> What to do
Carry on the essay about getting ready for Christmas, picking up right after its final sentence.

> Passage shown
• • •
Amid the bustle of Christmas-nigh Enid Blackburn recalls Christmases past.

Sure I am ready for Christmas. Just the puddings, mince pies and party fayre to finish, a last minute race to the shops, one or two presents to rewrap and the turkey to fold into the oven, then if I can keep my eyes open I intend to be the life and soul of the party.

This week is always overwhelming for the inefficient. If the pillowcases are not full enough now they will just have to be shortened!

We eat so frugally the week before Christmas, trying not to damage the festive stock, that the family tends to be thrilled with anything that doesn’t include peanut butter. The presents that we wrapped earlier seem to have shrunk with age. I could have sworn this doll was twice as big in the shop. But it usually turns out right on the day and the recipients often hold a ‘swap shop’ - sometimes agreeably.

One Christmas dawn, Santa stood frozen to his interlocks, vainly trying to persuade three-year-old son to come away from his sister’s sack and investigate his own. But the minute he grabbed her miniature vacuum cleaner he lost interest in everything else. After first removing the dust bag he spent all day aggravating the guests as he vacuumed everything within reach. The only peace we had was when he fell asleep and it eventually dropped from his paw. He lost interest after a while, but he has never been able to master his aggravation urge.

My excitement this year is insurmountable. I have been given my big chance – a part in the Sunday school play. I have adored Sir Laurence incessantly through his brilliant television portrayals, gleaning every fragment of artistic ability possible – come Sunday evening I shall be throwing it all into my debut.

Perhaps ‘part’ is a slight exaggeration, but although I say only one sentence, I believe my stage presence will be remembered for quite some time. It’s a sort of ‘out of character’ cameo, which calls for extreme acting ability on my part as I play a mother who does not like anything to interfere with her work. ‘I really don’t know what you are talking about, I have my work to do.’ It has a splendid vital ring to it, don’t you think.

There was talk of adding another line or two but unfortunately our producer decided against it. The rest of the family is not aware of this ‘star’ attraction, yet, they have enough excuses for non-attendance as it is.
• • •
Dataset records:
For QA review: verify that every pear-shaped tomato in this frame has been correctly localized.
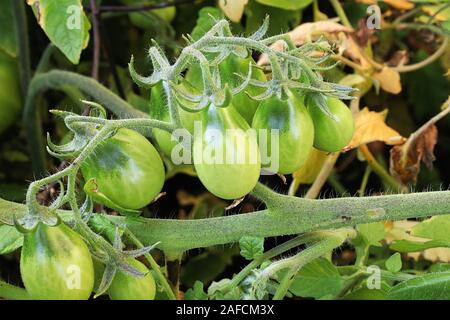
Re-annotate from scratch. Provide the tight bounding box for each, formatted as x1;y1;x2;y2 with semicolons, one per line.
252;91;314;174
81;128;164;211
108;259;156;300
186;54;267;124
0;50;21;134
193;105;261;199
150;82;200;157
308;97;355;152
20;223;94;300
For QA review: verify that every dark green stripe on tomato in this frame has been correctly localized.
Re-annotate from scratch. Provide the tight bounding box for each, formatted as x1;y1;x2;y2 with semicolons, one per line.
20;223;94;300
252;91;314;174
308;97;355;152
81;129;165;210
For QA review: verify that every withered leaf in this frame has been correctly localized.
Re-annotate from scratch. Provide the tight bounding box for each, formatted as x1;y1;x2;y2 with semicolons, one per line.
343;108;405;151
390;123;438;184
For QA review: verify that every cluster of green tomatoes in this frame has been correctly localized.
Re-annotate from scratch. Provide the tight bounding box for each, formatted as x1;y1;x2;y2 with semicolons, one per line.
21;50;354;299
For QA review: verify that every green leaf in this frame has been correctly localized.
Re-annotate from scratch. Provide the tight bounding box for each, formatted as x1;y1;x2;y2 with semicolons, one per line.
384;252;402;272
191;7;224;41
289;258;346;299
411;215;450;242
428;262;450;273
184;281;208;300
0;0;17;57
0;225;23;255
239;236;264;260
343;288;386;300
28;0;91;64
256;0;312;10
245;1;301;36
389;240;450;252
387;272;450;300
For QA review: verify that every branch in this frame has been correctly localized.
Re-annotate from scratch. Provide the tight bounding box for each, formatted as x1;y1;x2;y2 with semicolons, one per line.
0;191;450;251
23;70;149;177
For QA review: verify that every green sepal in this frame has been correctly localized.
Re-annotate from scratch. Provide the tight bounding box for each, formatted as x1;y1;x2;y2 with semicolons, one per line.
83;178;141;217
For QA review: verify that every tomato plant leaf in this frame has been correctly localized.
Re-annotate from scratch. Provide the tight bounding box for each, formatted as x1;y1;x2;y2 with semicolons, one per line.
289;258;346;299
0;225;23;255
28;0;91;64
390;240;450;252
256;0;312;10
387;272;450;300
384;252;402;272
184;281;208;300
0;0;17;57
239;236;264;260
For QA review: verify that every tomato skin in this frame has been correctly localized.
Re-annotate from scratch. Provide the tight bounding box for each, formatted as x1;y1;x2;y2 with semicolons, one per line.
193;105;261;200
81;128;165;210
108;259;156;300
20;223;94;300
149;82;200;157
252;91;314;174
308;97;355;152
0;51;21;134
186;54;267;124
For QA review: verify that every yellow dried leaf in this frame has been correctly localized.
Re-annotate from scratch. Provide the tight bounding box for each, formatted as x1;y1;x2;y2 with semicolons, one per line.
292;149;327;184
344;107;405;151
372;66;402;94
258;20;352;65
383;0;414;10
219;0;248;22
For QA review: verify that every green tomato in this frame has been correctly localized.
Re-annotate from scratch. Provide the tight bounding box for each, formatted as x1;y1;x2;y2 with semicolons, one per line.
308;97;355;152
150;82;200;157
20;223;94;300
81;128;164;212
193;105;261;199
252;91;314;174
0;50;21;134
186;54;267;124
108;259;156;300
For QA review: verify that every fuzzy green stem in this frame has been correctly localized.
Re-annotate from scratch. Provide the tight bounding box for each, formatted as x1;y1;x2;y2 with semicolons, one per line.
125;229;177;300
23;70;148;177
330;0;353;29
0;191;450;252
269;229;356;300
0;280;31;300
13;1;31;96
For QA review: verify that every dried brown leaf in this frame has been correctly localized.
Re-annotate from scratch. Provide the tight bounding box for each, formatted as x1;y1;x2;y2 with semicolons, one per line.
372;66;402;94
390;123;438;184
344;108;405;151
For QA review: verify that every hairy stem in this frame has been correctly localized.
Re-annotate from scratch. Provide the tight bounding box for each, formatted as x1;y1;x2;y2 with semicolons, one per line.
0;280;31;300
23;70;148;177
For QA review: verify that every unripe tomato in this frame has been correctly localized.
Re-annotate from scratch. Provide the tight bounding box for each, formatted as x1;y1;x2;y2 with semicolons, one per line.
108;259;156;300
193;105;261;199
150;82;200;157
186;54;267;124
20;223;94;300
252;91;314;174
0;50;21;134
308;97;355;152
81;128;164;211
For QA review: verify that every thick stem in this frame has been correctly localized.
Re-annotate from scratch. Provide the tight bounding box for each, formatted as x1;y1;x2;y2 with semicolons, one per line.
0;191;450;252
13;1;31;97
• • •
> Answer to the task
*

Remember my ‘Old Grey Bristle’ article concerning my antique grey coat? After a recent service a friend tugged the sleeve of my best mock ocelot and asked coyly, ‘Is this the old coat you bring out year after year then?’

Either my left leg has started growing at last or I’ve sewn one trouser hem shorter than the other. In order to stop myself tripping up when I’m wearing flat shoes I have to kick my feet free every few steps.

I was kicking my way to the zebra crossing when a fully loaded bus screeched to a halt and a sympathetic driver beckoned me across. Gratefully overcome by this unexpected gallantry, I naturally felt obliged to continue the kicking action until I reached the other side, and hope I remember it next time I run for a bus!

*

The air at our house is already heavy with the distinctive smouldering odours of Christmas, burning vac-belts, smoking candles and charring envelopes.

It’s surprising how certain smells evoke almost forgotten memories. I can never breathe in the acidy smell of red shiny apples without suffering a flutter of guilt, as I remember a certain December during the war.

My father was considered too vital to the war effort to be allowed home leave. When he was not clearing the jungle of poisonous snakes, he was busy helping West African natives build a camp cinema, and my mother, sister and I had to make the best of it without him.

Our Christmas lists, heavy with luxuries, like fruit and chocolates that were ‘rationed’ at that time, must have caused our mum quite a headache. We returned from school one afternoon to a strange spicy smell.

After a sniffing expedition and a clamber up the cupboard door I discovered six delicious mouth-watering Mac-reds gleaming on the top shelf. We blissfully shared one there and then and repeated the treachery at intervals until inevitably only one apple remained. We had decided to leave this one for mummy, until with cunning logic, which would have done any serpent proud, I pointed out if we ate them all there would not be any evidence.

I shall never forget my mother’s rage turning to bewilderment when we innocently asked ‘What apples?’ after the theft was realised. My remorse was such that I almost felt tempted to blame my sister, but as she couldn’t even reach the door handle, there did not seem much point.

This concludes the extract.